На первый взгляд, описание кажется очень расплывчатым – и с весьма сомнительным смыслом. Но в действительности “партиципата” Гафури, как и архимедова “Эврика!”, возвещает открытие невероятной важности. Факт в том, что описанные органисты, в отличие от Рамоса или Гафури, вовсе не были озабочены поиском “идеального” строя. Они преследовали совершенно иные, утилитарные цели. В их варианте разрешения великого клавишного парадокса оказался изменен фундаментальный принцип: на место фанатичного стремления к “чистоте” пришла стратегия допустимых потерь. Чтобы музыкальный инструмент был пригоден для использования, нужно было принести в жертву священные квинты – и они пошли на это.
Многим этот шаг казался не менее опасным, чем, например, изъятие центральной несущей балки из строительной конструкции – соверши что-нибудь подобное, и все здание обрушится, погребя под обломками тех, кто находится внутри. Тем не менее у описанной музыкальной практики было и весьма элегантное обоснование. Как мы уже видели, в инструменте, настроенном традиционным образом, через последовательность чистых квинт, терции оказываются невыносимыми, как капли уксуса, попавшие в уши. Подобной, мягко говоря, неудовлетворительной терции можно достичь, сымитировав процедуру, использованную Пифагором для обнаружения квинт на монохорде: установить ноту до, отсчитать от нее квинту – соль, затем квинту от соль – ре, и так далее; в конечном счете мы найдем до, соль, ре, ля и ми, а затем от каждого из этих тонов протянем октавы по всей клавиатуре.

☆ ☆ ☆ ☆ ☆

◆ **Проверьте понимание**:
1) Ответьте по фрагменту о музыкальном строе:
(a) Что органисты принесли в жертву, чтобы инструмент был пригоден для использования?
(b) С чем сравниваются терции в инструменте, настроенном традиционным образом?
(c) Какие ноты получаются, если отсчитывать квинты от до?
2) Продолжите фрагмент о музыкальном строе после его последнего предложения.
Записи взяты из другого источника.

◆ **Извлеченные данные**:

☆ ☆ ☆ ☆ ☆

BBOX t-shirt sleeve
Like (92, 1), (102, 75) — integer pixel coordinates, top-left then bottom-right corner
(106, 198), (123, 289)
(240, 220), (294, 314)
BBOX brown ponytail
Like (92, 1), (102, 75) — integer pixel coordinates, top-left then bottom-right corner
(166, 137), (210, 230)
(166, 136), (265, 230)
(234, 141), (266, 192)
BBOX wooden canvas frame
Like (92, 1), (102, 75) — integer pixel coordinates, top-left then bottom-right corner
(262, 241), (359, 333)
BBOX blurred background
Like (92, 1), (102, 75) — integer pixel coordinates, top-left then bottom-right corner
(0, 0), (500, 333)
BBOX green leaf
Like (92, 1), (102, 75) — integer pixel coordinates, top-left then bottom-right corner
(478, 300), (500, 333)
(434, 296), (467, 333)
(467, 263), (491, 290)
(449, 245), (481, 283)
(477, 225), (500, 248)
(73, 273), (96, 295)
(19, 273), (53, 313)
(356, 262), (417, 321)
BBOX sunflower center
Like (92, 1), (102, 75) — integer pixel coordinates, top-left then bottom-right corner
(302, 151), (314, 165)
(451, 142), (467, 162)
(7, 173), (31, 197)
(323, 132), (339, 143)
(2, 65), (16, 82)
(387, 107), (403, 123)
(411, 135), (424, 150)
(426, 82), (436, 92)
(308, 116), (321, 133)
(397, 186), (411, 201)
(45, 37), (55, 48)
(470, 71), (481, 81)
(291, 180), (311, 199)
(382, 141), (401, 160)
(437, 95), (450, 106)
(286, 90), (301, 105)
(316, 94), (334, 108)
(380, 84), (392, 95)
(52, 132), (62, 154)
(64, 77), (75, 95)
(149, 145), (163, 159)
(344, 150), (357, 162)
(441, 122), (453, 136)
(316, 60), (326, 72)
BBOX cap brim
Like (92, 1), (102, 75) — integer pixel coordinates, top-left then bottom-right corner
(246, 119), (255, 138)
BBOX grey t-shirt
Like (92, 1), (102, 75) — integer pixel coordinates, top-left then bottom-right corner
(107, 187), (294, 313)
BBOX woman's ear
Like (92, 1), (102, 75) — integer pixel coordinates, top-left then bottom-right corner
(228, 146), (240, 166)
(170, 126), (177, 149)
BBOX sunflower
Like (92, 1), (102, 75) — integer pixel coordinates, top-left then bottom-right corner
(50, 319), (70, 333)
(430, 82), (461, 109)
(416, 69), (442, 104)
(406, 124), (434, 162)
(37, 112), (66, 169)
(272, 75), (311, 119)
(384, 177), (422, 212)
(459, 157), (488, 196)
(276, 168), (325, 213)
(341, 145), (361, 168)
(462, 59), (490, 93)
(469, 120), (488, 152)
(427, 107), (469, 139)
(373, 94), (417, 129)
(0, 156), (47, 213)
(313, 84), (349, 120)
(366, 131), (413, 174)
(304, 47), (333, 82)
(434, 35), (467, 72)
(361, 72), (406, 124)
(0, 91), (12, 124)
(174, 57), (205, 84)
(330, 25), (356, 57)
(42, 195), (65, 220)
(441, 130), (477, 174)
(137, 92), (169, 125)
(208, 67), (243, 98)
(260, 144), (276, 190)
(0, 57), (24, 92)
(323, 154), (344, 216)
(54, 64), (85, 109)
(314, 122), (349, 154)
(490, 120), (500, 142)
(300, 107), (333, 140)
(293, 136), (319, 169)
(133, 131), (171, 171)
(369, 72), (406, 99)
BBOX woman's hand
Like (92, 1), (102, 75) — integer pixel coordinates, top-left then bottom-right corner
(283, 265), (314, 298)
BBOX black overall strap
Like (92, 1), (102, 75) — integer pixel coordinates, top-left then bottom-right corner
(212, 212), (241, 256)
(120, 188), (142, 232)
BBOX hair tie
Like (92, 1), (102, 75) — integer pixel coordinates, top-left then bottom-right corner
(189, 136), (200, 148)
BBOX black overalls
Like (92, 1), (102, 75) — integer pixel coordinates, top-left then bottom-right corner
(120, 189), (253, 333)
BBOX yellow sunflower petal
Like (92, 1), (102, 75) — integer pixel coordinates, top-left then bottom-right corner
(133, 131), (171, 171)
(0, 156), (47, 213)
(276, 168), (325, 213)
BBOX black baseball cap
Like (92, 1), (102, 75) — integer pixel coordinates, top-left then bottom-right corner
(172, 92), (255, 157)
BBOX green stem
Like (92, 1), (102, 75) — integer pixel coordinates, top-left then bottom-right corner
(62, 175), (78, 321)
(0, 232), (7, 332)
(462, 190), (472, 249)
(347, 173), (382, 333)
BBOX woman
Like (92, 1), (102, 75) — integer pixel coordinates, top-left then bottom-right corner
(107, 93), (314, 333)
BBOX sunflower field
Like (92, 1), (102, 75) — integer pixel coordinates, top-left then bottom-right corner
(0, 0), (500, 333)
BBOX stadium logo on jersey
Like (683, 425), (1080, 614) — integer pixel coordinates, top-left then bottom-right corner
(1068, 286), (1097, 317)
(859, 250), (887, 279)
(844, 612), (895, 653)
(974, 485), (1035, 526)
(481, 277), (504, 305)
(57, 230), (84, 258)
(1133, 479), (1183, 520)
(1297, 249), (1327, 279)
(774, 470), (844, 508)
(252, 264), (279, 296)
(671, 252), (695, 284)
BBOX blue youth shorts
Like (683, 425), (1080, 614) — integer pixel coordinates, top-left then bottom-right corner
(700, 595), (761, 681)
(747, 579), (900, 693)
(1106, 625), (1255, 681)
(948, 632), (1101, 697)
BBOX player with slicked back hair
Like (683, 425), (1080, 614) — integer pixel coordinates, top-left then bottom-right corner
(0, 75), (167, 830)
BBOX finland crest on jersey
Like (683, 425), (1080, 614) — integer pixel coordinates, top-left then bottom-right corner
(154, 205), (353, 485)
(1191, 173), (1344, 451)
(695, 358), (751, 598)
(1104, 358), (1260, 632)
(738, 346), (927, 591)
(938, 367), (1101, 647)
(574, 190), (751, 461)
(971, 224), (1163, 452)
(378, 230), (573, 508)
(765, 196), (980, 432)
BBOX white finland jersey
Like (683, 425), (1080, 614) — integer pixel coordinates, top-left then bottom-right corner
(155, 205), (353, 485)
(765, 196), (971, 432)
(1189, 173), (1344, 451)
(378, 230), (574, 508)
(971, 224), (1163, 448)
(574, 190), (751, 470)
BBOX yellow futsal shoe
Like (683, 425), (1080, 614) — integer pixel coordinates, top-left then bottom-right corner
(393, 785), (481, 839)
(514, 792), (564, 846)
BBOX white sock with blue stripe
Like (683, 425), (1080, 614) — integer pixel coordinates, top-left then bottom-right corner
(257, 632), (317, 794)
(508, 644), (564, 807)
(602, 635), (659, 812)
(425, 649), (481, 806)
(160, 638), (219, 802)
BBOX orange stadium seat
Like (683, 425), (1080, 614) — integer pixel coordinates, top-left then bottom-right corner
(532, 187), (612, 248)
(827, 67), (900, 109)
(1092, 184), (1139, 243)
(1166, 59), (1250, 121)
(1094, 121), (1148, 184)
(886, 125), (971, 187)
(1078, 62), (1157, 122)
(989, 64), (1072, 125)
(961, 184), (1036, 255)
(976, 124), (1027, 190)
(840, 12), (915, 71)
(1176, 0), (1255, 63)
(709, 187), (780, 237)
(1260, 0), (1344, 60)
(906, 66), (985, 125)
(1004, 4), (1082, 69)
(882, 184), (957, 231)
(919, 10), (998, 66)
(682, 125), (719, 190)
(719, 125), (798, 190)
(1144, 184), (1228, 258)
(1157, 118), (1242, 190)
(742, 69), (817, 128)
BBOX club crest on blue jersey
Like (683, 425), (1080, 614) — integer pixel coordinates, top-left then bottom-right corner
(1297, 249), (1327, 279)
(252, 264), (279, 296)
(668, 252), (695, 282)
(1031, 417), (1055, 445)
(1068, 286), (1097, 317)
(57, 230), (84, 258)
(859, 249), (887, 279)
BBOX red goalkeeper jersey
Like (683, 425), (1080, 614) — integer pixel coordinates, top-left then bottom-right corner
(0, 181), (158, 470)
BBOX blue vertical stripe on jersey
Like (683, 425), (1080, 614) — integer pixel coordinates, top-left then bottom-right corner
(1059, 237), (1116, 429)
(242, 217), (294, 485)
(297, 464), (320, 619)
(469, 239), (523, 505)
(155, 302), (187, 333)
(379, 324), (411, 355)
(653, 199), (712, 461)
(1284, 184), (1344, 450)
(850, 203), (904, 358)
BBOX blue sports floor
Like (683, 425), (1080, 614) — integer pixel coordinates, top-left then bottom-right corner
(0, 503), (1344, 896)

☆ ☆ ☆ ☆ ☆

◆ **Раздел ответов**:
1)
(a) Священные квинты.
(b) С каплями уксуса, попавшими в уши.
(c) До, соль, ре, ля и ми.

2)
Когда эта процедура будет завершена, мы столкнемся с ситуацией, при которой большая терция от до до ми будет весьма неблагозвучной, поскольку она окажется шире “чистой” терции (то есть той, которая проистекает из соотношения 5:4) на небольшой промежуток, называемый Дидимовой, или синтонической, коммой. Однако представьте себе, что нам удалось найти способ автоматически уменьшить расстояние между звуками в пифагоровой терции так, что она будет звучать как следует, – и избавиться, таким образом от коммы. Добиться этого можно с помощью незначительного – на четверть коммы – сокращения каждой из квинт, которые были использованы нами для нахождения ноты ми. Теперь последовательность этих слегка укороченных квинт приведет нас к искомому звучанию ми – и к верной пропорции большой терции. И хотя квинта может выдержать лишь небольшую “подстройку”, иначе она обернется “воющим волком”, расстояние в четверть коммы для подавляющего большинства слушателей оказывается вполне терпимым и входит в нормальную погрешность. Подобный способ “редактуры” старинного строя, основанного на чистых квинтах, породил новый строй, получивший название
У среднетоновой темперации были безусловные преимущества перед прежними системами настроек – но и минусы тоже. Например, “волчья” квинта – странный, уродливый интервал, который возникает в определенной части клавиатуры, чтобы круг из всех двенадцати тонов мог замкнуться, – неизбежно присутствует и в этой настройке. И все же среднетоновая темперация предлагает стабильность, которой не хватало чистому строю Рамоса: расстояние между звуками в ней лучше унифицировано. К примеру, интервалы между до и ре, а также ре и ми теперь одной и той же длины. Правда, к сожалению, полутоновые интервалы – то есть кратчайшие расстояния, существующие на клавиатуре: от до до следующей за ним черной клавиши, до-диеза, или от ре и следующей за ним черной клавиши, ми-бемоля – по-прежнему остаются неодинаковыми.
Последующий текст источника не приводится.